→ **Текстовый фрагмент**
::::::

71727.fb2 Память Тиресия: Интертекстуальность и кинематограф - читать онлайн бесплатно полную версию книги . Страница 8

Память Тиресия: Интертекстуальность и кинематограф - читать онлайн бесплатно полную версию книги . Страница 8

Вывеска, как и книга, здесь — предсказание будуще­го. Как показал Риффатерр (Риффатерр, 1979:80-81), вовсе не лебедь имеет здесь пророческое значение, но параномазия и спрятанные в тексте параграммы. Вывеска (enseigne) является параграммой глагола «ис­текать кровью» (saigner), а лебедь (cygne) — омони­мом слова «знак» (signe). Таким образом, «истека­ющий кровью знак» и есть то, что объявляет судьбу, учит (enseigne) судьбе.

Если пророческая функция вывески на «гостинице смерти» заключена в знаке крови, то становится понятна ее связь со всей темой вампиризма и крови, книги о вампирах, предопределяющих судьбу героя на его пути в царство смерти.

::::::

Записи набора данных для разметки:
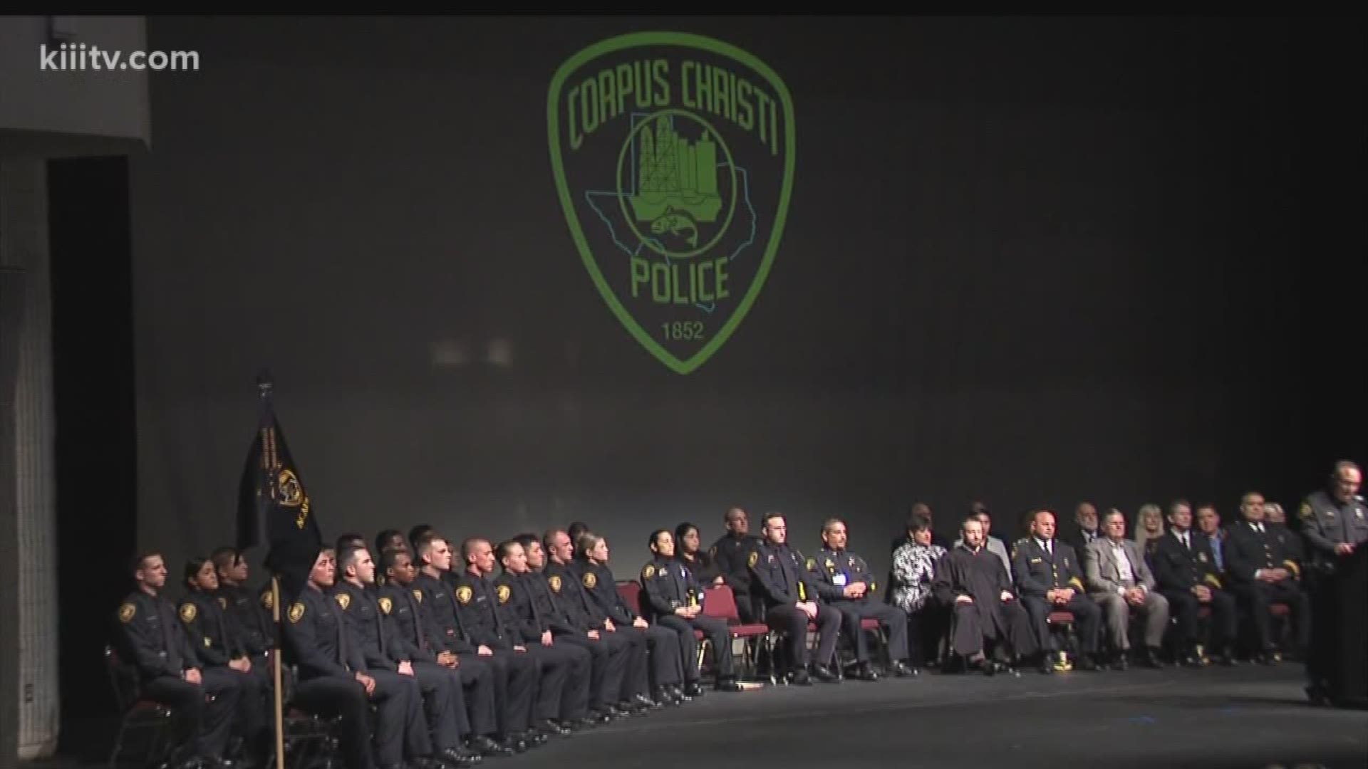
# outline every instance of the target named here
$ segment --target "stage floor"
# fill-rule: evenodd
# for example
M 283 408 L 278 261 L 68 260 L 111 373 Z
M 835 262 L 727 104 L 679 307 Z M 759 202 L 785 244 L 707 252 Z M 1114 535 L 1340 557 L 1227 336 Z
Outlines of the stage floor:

::::::

→ **Короткое задание**
Омонимом какого слова, согласно фрагменту о вывеске, служит «лебедь» (cygne)? Опирайтесь только на фрагмент.

→ **Результат задания**
Слова «знак» (signe).